Directions for this task — Return every line in the rows below that contains the string "eroded". Matching is case-sensitive.

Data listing
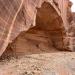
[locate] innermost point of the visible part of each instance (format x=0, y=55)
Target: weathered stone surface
x=45, y=15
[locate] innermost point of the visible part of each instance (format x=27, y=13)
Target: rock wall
x=47, y=16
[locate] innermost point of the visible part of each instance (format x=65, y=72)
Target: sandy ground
x=40, y=64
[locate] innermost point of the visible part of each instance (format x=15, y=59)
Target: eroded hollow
x=46, y=36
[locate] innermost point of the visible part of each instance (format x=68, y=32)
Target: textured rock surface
x=40, y=64
x=46, y=15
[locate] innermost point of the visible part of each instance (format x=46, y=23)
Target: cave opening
x=45, y=37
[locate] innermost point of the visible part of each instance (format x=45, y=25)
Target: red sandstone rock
x=49, y=16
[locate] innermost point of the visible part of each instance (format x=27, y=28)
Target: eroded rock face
x=46, y=16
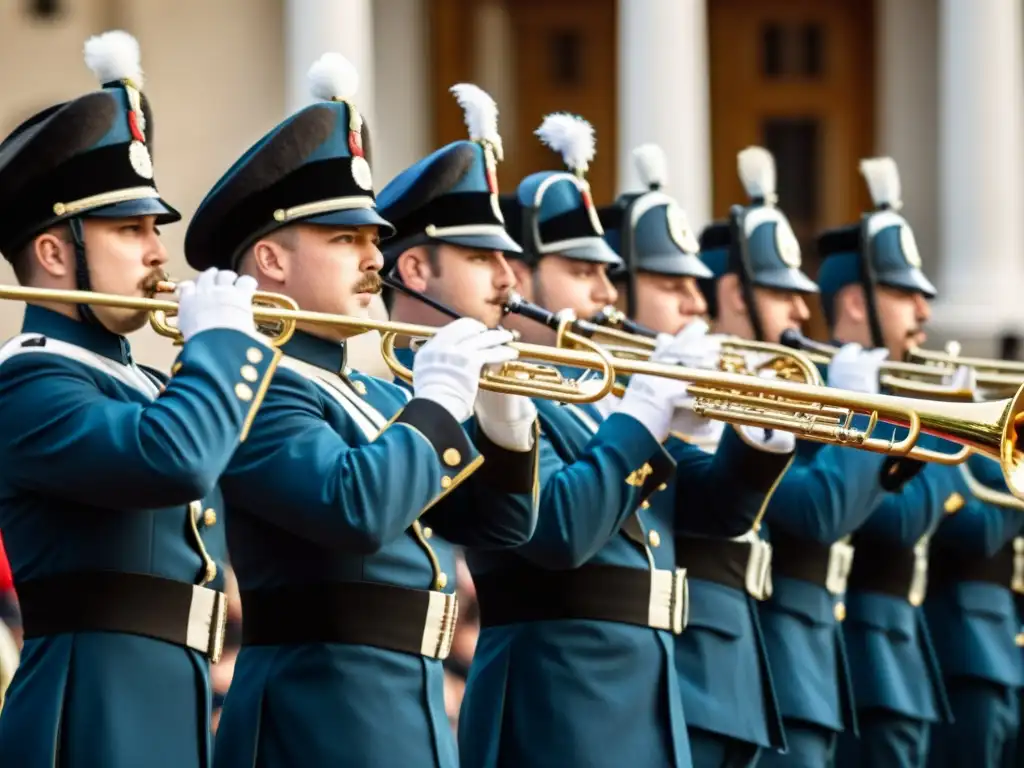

Written solution —
Target: eroded hollow
Target: eroded rock face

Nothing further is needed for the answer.